Please reproduce the rows below, swapping "largest" for "biggest" throughout and keeping everything else the same.

** begin **

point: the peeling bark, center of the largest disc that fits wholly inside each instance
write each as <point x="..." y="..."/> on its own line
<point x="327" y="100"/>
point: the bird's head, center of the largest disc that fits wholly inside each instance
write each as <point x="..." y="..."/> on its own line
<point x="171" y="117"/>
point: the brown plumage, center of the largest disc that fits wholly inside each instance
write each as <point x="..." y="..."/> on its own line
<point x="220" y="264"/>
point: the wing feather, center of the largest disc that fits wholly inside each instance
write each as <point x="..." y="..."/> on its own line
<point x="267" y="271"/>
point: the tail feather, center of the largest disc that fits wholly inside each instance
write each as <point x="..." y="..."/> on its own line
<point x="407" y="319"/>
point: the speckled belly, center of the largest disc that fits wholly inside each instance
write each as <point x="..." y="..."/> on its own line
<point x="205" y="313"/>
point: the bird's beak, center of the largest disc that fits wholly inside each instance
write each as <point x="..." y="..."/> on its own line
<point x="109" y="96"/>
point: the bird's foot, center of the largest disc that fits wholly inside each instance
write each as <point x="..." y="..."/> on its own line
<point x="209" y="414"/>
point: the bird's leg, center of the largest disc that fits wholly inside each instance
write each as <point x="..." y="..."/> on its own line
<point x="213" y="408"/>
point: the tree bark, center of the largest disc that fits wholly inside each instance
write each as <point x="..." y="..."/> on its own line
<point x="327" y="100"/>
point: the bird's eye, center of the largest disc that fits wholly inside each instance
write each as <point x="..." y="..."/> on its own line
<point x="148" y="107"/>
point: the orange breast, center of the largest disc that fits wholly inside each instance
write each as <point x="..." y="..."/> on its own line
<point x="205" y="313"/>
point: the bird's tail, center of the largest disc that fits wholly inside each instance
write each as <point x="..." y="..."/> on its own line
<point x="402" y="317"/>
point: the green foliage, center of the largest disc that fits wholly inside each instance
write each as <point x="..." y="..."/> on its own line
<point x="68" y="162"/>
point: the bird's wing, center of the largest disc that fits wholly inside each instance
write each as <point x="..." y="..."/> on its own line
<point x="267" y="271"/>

** end **

> _CORRECT RESPONSE_
point: the peeling bark, center of the biggest disc that fits wholly inside each instance
write each as <point x="..." y="..."/> on its own line
<point x="327" y="100"/>
point: the bird's head, center of the biggest disc that fits wholly inside each instance
write each as <point x="..." y="..."/> on its own line
<point x="171" y="117"/>
point: the brown plumage, center of the biggest disc that fits wholly inside each instance
write each as <point x="..." y="..."/> on its own line
<point x="220" y="264"/>
point: the wing feather, center of the biggest disc that fits wholly inside each instance
write each as <point x="..." y="..."/> on its own line
<point x="267" y="271"/>
point: the tail feather, center of the biggest disc that fits wholly inside each instance
write each as <point x="..." y="..."/> on its own line
<point x="407" y="319"/>
point: the speckled belly, center of the biggest disc that fits wholly inside each instance
write each as <point x="..." y="..."/> on its own line
<point x="205" y="313"/>
point: the bird's beak, center of the biggest disc that fits wholly inside each instance
write each as <point x="..." y="..."/> on its own line
<point x="109" y="96"/>
point: the bird's foot, center of the biggest disc that fits wholly inside each instance
write each as <point x="..." y="..."/> on its own line
<point x="209" y="414"/>
point: the bird's leg, center of the biggest disc that fits wholly inside each instance
write each as <point x="..." y="..."/> on its own line
<point x="213" y="408"/>
point: the tree bark, center of the biggest disc that fits wholly inside each instance
write each as <point x="..." y="..."/> on its own line
<point x="327" y="100"/>
point: the bird's eye, center of the biggest disc that fits wholly inside each instance
write each as <point x="..." y="..."/> on its own line
<point x="148" y="107"/>
point: the orange breast, center of the biggest disc that fits wholly inside each instance
write each as <point x="..." y="..."/> on its own line
<point x="205" y="313"/>
point: the bird's tail, center of the biggest disc that fits wholly inside each instance
write each as <point x="..." y="..."/> on its own line
<point x="402" y="317"/>
point: the green foliage, center of the biggest disc that fits wholly inside each instance
write each as <point x="..." y="..."/> on its own line
<point x="68" y="162"/>
point: the bird's wing, center of the biggest disc that fits wholly inside each instance
write each as <point x="..." y="..."/> on its own line
<point x="267" y="271"/>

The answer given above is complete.